# Labeled area outline entries
◆ ◆ ◆ ◆ ◆

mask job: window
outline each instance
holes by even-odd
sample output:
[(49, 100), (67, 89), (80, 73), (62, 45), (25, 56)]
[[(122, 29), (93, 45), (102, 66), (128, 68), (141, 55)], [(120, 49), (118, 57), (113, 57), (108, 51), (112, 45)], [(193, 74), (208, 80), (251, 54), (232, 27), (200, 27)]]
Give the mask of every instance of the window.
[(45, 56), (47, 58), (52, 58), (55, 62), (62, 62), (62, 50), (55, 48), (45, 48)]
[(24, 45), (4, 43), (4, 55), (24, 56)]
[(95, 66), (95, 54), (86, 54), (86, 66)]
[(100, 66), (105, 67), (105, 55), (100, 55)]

◆ ◆ ◆ ◆ ◆

# SHORT TASK
Update all the rows above by replacing "window" with "skylight" wherever it occurs, leaving everything else unchanged.

# SOLUTION TO THIS TASK
mask job: skylight
outline each instance
holes by even-odd
sample output:
[(49, 100), (67, 89), (80, 73), (62, 45), (25, 56)]
[[(122, 29), (93, 45), (102, 66), (128, 68), (141, 55)], [(120, 49), (118, 57), (113, 57), (108, 51), (112, 45)], [(193, 74), (208, 80), (251, 54), (232, 27), (200, 27)]]
Give the mask of every instance of the skylight.
[(45, 56), (47, 58), (52, 58), (55, 62), (62, 62), (62, 50), (55, 48), (45, 48)]
[(24, 45), (4, 43), (4, 55), (24, 56)]
[(95, 66), (95, 54), (86, 54), (86, 66)]
[(100, 66), (105, 67), (105, 55), (100, 55)]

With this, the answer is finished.